◆ EXERCISE ◆
Reproduce every entry that follows word for word, but omit the images.

Position identification records:
════════════════════

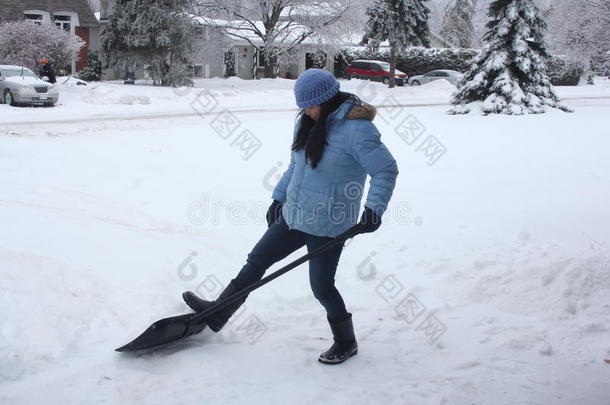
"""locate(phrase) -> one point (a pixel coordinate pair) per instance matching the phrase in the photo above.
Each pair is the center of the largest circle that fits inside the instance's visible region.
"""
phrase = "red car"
(374, 70)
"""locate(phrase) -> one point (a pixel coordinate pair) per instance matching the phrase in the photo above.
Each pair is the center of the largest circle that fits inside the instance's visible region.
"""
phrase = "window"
(62, 21)
(18, 72)
(36, 16)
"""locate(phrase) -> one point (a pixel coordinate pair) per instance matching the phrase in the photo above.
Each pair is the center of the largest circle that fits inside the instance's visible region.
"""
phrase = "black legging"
(277, 243)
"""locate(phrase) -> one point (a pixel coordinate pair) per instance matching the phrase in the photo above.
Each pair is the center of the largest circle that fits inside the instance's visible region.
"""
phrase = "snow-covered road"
(488, 283)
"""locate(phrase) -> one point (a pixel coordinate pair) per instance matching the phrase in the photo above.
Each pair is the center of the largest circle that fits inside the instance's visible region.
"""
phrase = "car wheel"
(8, 98)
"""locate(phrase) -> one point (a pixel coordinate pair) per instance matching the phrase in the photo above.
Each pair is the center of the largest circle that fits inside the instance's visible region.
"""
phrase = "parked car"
(450, 75)
(374, 70)
(19, 85)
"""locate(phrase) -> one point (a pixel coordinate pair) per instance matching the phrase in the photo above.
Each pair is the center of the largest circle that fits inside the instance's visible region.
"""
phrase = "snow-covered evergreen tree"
(456, 26)
(156, 34)
(509, 76)
(402, 23)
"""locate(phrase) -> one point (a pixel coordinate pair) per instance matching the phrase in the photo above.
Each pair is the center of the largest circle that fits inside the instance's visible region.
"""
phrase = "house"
(75, 16)
(216, 54)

════════════════════

◆ FULL OUTPUT ◆
"""locate(phrase) -> one point (a pixel coordinate pair) per instance matching the phrase in the photo above.
Each pair is the center of the largest circle that fits inside the instance's visible region.
"""
phrase = "red car"
(374, 70)
"""locate(phrase) -> one point (a pixel coordinate pair) per instance matching the phrase in the photo above.
Each pair is the center of the largest circle that fits inside the instance's visible region.
"""
phrase = "window"
(62, 21)
(18, 72)
(36, 16)
"""locate(phrase) -> one point (a pixel coordinate pair) per instance matching the phrase in the photo above.
Each pair is the center of the largest circle that fits inside the instance's visible region.
"""
phrase = "black legging"
(277, 243)
"""locate(phrase) -> one point (a pixel coordinate pair) per instance matching the phrase in the photo above.
Each pair is the center of the largest circle that fits inside the instance's visible region.
"""
phrase = "snow-covered road"
(488, 283)
"""locate(phrase) -> one point (a pixel coordinate pair) per instance matching the phrase in the photo above.
Each pair is the center of the largest circle that fits inside the instance's visible region.
"""
phrase = "car wheel"
(8, 98)
"""locate(phrase) -> one point (a pixel coordinate pair) per instance matching the phrase in the photo above.
Each pair is the center of the largest circle that fits inside the instance's visible region.
"""
phrase = "parked car"
(450, 75)
(374, 70)
(19, 85)
"""locate(phrase) -> one point (a pixel coordinate pair) per instance matching the phrase in the photo above.
Each pair is the center of the largest circle that fits inside the instance's visible region.
"""
phrase = "snow-covered evergreen tree"
(456, 26)
(156, 34)
(509, 76)
(402, 23)
"""locate(phrase) -> one point (a pixel coordinate pair) per instance matching the phrase in the photo above.
Each pair is the center of the largest circle that fits inside the instance's visible region.
"""
phrase = "house"
(75, 16)
(216, 54)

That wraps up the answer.